What needs to be done:
Some lines in the listing hold the word "small". Return each of them.
*** Task inputs Section Begins ***
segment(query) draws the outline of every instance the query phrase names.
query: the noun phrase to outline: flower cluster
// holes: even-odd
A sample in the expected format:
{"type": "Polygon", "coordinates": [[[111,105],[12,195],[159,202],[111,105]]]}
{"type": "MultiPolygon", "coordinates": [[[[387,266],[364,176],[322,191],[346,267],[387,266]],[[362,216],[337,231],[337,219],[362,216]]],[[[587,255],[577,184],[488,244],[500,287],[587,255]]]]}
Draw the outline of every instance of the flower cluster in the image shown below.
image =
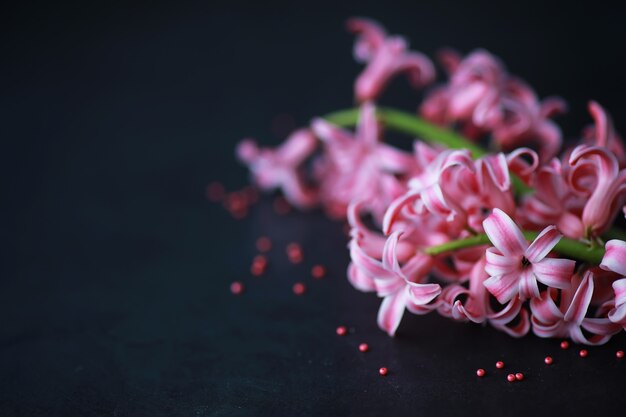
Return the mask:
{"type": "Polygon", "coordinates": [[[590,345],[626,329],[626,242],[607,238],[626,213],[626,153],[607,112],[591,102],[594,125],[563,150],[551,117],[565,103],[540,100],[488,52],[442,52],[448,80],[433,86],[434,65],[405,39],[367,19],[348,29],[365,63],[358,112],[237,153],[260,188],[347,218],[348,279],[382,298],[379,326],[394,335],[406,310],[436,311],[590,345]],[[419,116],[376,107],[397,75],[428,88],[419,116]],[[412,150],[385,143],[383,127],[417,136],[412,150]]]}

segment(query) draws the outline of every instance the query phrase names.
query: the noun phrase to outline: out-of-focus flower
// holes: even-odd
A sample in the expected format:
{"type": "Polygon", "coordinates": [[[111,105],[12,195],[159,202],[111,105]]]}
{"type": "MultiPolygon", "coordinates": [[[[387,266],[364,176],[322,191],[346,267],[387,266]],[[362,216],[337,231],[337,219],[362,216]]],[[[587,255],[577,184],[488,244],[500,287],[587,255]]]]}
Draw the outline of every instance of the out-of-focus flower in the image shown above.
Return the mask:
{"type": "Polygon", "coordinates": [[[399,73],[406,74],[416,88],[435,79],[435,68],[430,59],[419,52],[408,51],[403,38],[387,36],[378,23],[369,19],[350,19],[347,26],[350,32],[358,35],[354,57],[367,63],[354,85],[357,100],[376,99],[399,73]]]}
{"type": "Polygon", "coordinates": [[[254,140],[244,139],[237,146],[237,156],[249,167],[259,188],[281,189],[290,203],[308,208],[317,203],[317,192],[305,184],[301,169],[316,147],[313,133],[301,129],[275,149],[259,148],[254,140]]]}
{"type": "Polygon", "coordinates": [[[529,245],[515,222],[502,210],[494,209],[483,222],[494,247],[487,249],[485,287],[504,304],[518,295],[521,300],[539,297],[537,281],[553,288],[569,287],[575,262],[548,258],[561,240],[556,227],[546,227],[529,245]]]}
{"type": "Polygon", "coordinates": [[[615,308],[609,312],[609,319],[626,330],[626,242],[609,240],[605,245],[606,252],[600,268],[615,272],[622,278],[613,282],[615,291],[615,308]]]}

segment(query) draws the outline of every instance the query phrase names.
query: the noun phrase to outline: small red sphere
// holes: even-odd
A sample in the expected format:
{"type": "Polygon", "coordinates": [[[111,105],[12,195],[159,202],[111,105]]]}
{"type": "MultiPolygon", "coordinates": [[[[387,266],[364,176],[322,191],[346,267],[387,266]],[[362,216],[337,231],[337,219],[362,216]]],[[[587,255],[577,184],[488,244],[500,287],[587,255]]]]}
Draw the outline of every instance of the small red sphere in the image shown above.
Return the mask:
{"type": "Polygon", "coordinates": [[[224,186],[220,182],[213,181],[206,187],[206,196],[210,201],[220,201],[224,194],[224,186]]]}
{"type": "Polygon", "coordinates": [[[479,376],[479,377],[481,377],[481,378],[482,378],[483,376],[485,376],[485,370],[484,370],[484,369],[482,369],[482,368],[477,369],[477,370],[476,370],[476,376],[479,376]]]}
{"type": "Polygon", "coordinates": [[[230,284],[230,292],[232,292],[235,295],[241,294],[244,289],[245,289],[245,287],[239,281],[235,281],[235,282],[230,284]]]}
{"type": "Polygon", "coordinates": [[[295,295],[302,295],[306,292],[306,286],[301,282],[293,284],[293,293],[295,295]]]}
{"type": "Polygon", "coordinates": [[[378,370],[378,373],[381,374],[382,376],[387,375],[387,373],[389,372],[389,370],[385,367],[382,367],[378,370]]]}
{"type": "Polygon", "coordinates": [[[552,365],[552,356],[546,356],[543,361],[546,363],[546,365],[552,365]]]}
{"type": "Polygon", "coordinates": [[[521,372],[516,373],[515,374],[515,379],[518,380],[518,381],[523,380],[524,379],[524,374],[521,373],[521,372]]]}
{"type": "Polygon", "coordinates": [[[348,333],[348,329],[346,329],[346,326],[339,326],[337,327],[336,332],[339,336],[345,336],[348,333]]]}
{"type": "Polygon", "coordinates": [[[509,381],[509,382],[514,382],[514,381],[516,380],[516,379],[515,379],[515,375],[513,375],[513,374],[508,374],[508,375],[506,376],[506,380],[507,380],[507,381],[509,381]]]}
*** Task inputs Section Ends ***
Result of this task:
query: the noun phrase to outline: small red sphere
Draw the outline of every instance of the small red sphere in the image shown above.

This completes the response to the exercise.